*WHAT IS BEING ASKED*.
Rewrite every line of the records below as a JSON list of strings, one string per line, omitting blank lines.

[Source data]
*****
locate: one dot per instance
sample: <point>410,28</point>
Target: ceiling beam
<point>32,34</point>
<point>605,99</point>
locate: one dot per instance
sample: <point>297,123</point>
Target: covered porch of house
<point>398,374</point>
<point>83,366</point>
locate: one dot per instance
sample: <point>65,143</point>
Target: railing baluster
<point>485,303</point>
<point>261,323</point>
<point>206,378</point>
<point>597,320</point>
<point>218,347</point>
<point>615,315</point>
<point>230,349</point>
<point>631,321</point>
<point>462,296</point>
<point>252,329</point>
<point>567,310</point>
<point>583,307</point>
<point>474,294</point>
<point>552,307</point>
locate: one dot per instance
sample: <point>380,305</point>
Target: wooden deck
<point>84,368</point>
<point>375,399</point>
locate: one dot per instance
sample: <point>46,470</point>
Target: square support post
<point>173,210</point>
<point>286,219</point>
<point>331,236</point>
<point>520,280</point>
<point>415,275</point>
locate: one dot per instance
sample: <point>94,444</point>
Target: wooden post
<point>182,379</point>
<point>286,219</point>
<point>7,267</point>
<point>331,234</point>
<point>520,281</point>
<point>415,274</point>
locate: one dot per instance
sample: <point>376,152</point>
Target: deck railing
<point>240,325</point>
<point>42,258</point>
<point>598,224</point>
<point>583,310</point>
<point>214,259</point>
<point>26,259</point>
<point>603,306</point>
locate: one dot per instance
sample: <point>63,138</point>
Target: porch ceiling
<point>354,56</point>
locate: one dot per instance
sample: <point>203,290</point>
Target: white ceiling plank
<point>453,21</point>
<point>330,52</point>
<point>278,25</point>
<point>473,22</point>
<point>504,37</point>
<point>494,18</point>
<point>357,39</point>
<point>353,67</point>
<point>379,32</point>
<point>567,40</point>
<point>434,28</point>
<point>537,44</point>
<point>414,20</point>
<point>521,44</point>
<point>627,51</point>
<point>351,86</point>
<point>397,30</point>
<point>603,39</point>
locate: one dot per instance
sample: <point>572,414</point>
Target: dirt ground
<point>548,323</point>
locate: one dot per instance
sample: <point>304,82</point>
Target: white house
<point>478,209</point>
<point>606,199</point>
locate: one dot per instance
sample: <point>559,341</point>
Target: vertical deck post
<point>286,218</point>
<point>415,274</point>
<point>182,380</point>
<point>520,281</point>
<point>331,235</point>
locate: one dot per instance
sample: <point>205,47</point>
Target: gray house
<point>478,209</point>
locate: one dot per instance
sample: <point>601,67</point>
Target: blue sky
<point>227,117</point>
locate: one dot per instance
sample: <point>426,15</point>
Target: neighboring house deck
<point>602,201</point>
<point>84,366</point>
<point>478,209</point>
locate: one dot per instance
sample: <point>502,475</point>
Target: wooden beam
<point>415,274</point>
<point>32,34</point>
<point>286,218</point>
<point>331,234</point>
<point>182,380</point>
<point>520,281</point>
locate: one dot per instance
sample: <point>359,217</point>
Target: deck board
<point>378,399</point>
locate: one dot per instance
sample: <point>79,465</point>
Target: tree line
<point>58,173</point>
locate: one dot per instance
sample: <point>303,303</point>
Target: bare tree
*****
*TASK SOLUTION*.
[
  "locate: one dot per instance",
  "sample: <point>410,28</point>",
  "Target: ceiling beam",
  "<point>32,34</point>",
  "<point>605,99</point>",
  "locate: one dot per instance",
  "sample: <point>297,123</point>",
  "Target: covered porch of house",
  "<point>398,374</point>",
  "<point>83,366</point>",
  "locate: one dot per instance",
  "sample: <point>65,143</point>",
  "Target: railing baluster",
  "<point>485,303</point>",
  "<point>261,323</point>",
  "<point>206,378</point>",
  "<point>597,320</point>",
  "<point>218,347</point>",
  "<point>615,315</point>",
  "<point>230,349</point>",
  "<point>631,321</point>",
  "<point>462,296</point>",
  "<point>252,329</point>",
  "<point>567,310</point>",
  "<point>583,307</point>",
  "<point>474,294</point>",
  "<point>552,307</point>",
  "locate: one dot per instance",
  "sample: <point>380,305</point>",
  "Target: wooden deck",
  "<point>84,368</point>",
  "<point>375,399</point>",
  "locate: one dot per instance",
  "sample: <point>46,470</point>",
  "Target: square support post",
  "<point>173,210</point>",
  "<point>286,219</point>",
  "<point>331,236</point>",
  "<point>520,280</point>",
  "<point>415,275</point>",
  "locate: one dot per instance",
  "sample: <point>94,444</point>",
  "Target: wooden post",
  "<point>182,379</point>",
  "<point>286,219</point>",
  "<point>7,267</point>",
  "<point>331,234</point>",
  "<point>520,281</point>",
  "<point>415,274</point>",
  "locate: one dot per instance",
  "sample: <point>376,152</point>",
  "Target: deck railing",
  "<point>240,325</point>",
  "<point>42,258</point>",
  "<point>598,224</point>",
  "<point>583,310</point>",
  "<point>214,259</point>",
  "<point>26,259</point>",
  "<point>603,306</point>",
  "locate: one dot per instance",
  "sample: <point>63,138</point>",
  "Target: porch ceiling",
  "<point>354,56</point>",
  "locate: one dot per instance",
  "sample: <point>203,290</point>",
  "Target: white ceiling plank",
  "<point>453,21</point>",
  "<point>330,52</point>",
  "<point>278,25</point>",
  "<point>473,22</point>",
  "<point>504,37</point>",
  "<point>494,18</point>",
  "<point>357,39</point>",
  "<point>353,67</point>",
  "<point>379,32</point>",
  "<point>567,40</point>",
  "<point>434,28</point>",
  "<point>537,44</point>",
  "<point>414,20</point>",
  "<point>521,44</point>",
  "<point>627,51</point>",
  "<point>351,86</point>",
  "<point>397,30</point>",
  "<point>603,39</point>",
  "locate: one dot per instance",
  "sample: <point>572,414</point>",
  "Target: dirt ground",
  "<point>548,323</point>",
  "locate: one dot per instance",
  "sample: <point>304,82</point>",
  "Target: white house",
  "<point>478,209</point>",
  "<point>606,199</point>",
  "locate: one dot per instance",
  "sample: <point>559,341</point>",
  "Target: vertical deck post",
  "<point>286,218</point>",
  "<point>415,274</point>",
  "<point>182,380</point>",
  "<point>520,281</point>",
  "<point>331,235</point>",
  "locate: one dot per instance",
  "sample: <point>205,47</point>",
  "Target: gray house",
  "<point>478,209</point>",
  "locate: one dot per instance",
  "sample: <point>601,67</point>",
  "Target: blue sky",
  "<point>227,117</point>",
  "locate: one dot per instance",
  "sample: <point>426,15</point>",
  "Target: neighboring house deck",
  "<point>602,201</point>",
  "<point>84,366</point>",
  "<point>478,209</point>",
  "locate: one dot per instance",
  "sample: <point>502,475</point>",
  "Target: wooden beam",
  "<point>415,274</point>",
  "<point>32,34</point>",
  "<point>286,218</point>",
  "<point>331,234</point>",
  "<point>182,380</point>",
  "<point>520,281</point>",
  "locate: one dot per instance",
  "sample: <point>359,217</point>",
  "Target: deck board",
  "<point>378,399</point>",
  "locate: one dot per instance",
  "sample: <point>79,465</point>",
  "Target: tree line",
  "<point>58,173</point>",
  "locate: one dot per instance",
  "sample: <point>303,303</point>",
  "Target: bare tree"
]